__Challenge a__. Convert the listing below into a JSON list of strings, one string per line, starting with the first line of the listing and going on through the line containing "<point>157,142</point>", both ends included. Omit blank lines and pictures.

[proofplan]
The proof is the direct method of the [calculus of variations](/page/Calculus%20of%20Variations) applied to the compact set of transport plans. First we use the finite-cost admissible plan and the lower bound on $c$ to see that the Kantorovich value is a real number, then choose a minimizing sequence. Fixed marginals make this sequence tight, so Prokhorov compactness gives a weakly convergent subsequence. We verify that the weak limit still has marginals $\mu$ and $\nu$, and then use the Portmanteau lower semicontinuity bound for the shifted nonnegative cost $c-m$ to prove that the limit plan attains the infimum.
[/proofplan]
[step:Choose a finite minimizing sequence in $\Pi(\mu,\nu)$]
Let $m \in \mathbb{R}$ be a lower bound for $c$, so $c(x,y) \geq m$ for every $(x,y) \in X \times Y$. Since every $\gamma \in \Pi(\mu,\nu)$ is a probability measure on $X \times Y$, we have
\begin{align*}
\int_{X \times Y} c(x,y)\,d\gamma(x,y) \geq m.

__Entries shown__.

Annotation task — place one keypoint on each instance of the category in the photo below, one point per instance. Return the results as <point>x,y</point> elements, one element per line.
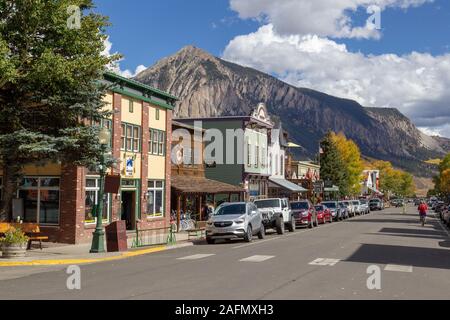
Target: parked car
<point>443,213</point>
<point>376,204</point>
<point>276,214</point>
<point>439,207</point>
<point>365,206</point>
<point>446,216</point>
<point>304,213</point>
<point>357,206</point>
<point>397,203</point>
<point>336,211</point>
<point>344,210</point>
<point>350,207</point>
<point>241,220</point>
<point>323,214</point>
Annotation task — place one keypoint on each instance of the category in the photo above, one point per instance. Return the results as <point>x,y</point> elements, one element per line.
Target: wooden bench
<point>199,232</point>
<point>31,230</point>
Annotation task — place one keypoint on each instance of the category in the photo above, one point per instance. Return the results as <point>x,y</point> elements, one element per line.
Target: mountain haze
<point>208,86</point>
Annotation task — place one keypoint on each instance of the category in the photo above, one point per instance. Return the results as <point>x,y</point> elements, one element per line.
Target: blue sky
<point>146,31</point>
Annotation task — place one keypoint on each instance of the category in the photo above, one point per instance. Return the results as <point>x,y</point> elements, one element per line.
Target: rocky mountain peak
<point>209,86</point>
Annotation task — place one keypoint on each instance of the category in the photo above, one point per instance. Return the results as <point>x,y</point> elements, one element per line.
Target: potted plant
<point>14,244</point>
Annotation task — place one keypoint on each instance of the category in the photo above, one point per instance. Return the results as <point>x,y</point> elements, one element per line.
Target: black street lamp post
<point>98,239</point>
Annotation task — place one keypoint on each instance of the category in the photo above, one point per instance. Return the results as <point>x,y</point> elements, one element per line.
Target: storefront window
<point>155,199</point>
<point>40,200</point>
<point>91,201</point>
<point>131,137</point>
<point>157,142</point>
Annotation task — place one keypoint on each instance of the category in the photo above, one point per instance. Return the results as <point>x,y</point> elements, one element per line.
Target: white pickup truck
<point>276,214</point>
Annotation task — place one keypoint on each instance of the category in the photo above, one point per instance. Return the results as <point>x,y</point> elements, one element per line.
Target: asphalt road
<point>329,262</point>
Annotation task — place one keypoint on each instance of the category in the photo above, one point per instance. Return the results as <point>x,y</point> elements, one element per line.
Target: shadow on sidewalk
<point>410,256</point>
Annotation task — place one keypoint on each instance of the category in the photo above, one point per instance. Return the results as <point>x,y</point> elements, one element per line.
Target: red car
<point>323,214</point>
<point>304,213</point>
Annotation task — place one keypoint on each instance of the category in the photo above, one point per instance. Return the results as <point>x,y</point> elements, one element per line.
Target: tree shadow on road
<point>410,256</point>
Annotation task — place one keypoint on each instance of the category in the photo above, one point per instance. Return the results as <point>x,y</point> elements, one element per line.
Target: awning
<point>283,183</point>
<point>333,189</point>
<point>201,185</point>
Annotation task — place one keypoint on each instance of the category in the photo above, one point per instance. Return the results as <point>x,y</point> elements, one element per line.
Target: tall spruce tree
<point>332,167</point>
<point>49,81</point>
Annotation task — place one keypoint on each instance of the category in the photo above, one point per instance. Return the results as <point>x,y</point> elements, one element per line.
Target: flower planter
<point>12,251</point>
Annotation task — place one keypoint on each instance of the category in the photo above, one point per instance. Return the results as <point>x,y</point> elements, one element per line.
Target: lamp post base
<point>98,242</point>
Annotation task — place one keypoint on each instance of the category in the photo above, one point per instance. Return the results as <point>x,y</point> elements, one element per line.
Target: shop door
<point>129,209</point>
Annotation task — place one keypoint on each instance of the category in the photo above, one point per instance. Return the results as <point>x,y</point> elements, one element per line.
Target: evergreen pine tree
<point>332,166</point>
<point>50,68</point>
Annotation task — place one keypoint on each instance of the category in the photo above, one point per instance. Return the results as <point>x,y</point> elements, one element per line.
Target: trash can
<point>116,237</point>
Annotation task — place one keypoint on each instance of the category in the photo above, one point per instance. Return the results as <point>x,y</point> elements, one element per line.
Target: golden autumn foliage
<point>351,156</point>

__Challenge b__. Copy the passage from the proof above, starting with "[/proofplan]" and going on through "c(x,y)\,d\gamma(x,y) \geq m.", without any change.

__Correct response a__.
[
  "Annotation task — place one keypoint on each instance of the category in the photo below, one point per instance. Return the results as <point>x,y</point> elements, one element per line.",
  "Target: parked car",
  "<point>443,213</point>",
  "<point>376,204</point>",
  "<point>276,214</point>",
  "<point>439,207</point>",
  "<point>365,206</point>",
  "<point>446,216</point>",
  "<point>304,213</point>",
  "<point>357,206</point>",
  "<point>397,203</point>",
  "<point>336,211</point>",
  "<point>344,210</point>",
  "<point>350,207</point>",
  "<point>241,220</point>",
  "<point>323,214</point>",
  "Annotation task — place one keypoint on each instance of the category in the photo above, one point per instance. Return the results as <point>x,y</point> elements, one element per line.",
  "Target: wooden bench",
  "<point>199,232</point>",
  "<point>31,230</point>",
  "Annotation task — place one keypoint on each instance of the category in the photo above, one point per instance. Return the results as <point>x,y</point> elements, one element per line.",
  "Target: mountain haze",
  "<point>208,86</point>",
  "Annotation task — place one keypoint on each instance of the category in the photo above, one point per instance. Return the results as <point>x,y</point> elements, one element per line.",
  "Target: blue sky",
  "<point>146,31</point>",
  "Annotation task — place one keypoint on each instance of the category in the photo above, one point per instance. Return the results as <point>x,y</point> elements, one element per line.",
  "Target: rocky mountain peak",
  "<point>209,86</point>",
  "Annotation task — place one keypoint on each instance of the category in the photo above, one point per instance. Return the results as <point>x,y</point> elements, one element per line.",
  "Target: potted plant",
  "<point>14,244</point>",
  "Annotation task — place one keypoint on each instance of the category in the photo above, one point per instance. Return the results as <point>x,y</point> elements, one element per line.",
  "Target: black street lamp post",
  "<point>98,239</point>",
  "Annotation task — place one keypoint on each instance of the category in the photo above, one point per instance. Return the results as <point>x,y</point> elements, one element per line.",
  "Target: storefront window",
  "<point>155,199</point>",
  "<point>40,200</point>",
  "<point>91,201</point>",
  "<point>131,137</point>",
  "<point>157,142</point>"
]

__Correct response b__.
[/proofplan]
[step:Choose a finite minimizing sequence in $\Pi(\mu,\nu)$]
Let $m \in \mathbb{R}$ be a lower bound for $c$, so $c(x,y) \geq m$ for every $(x,y) \in X \times Y$. Since every $\gamma \in \Pi(\mu,\nu)$ is a probability measure on $X \times Y$, we have
\begin{align*}
\int_{X \times Y} c(x,y)\,d\gamma(x,y) \geq m.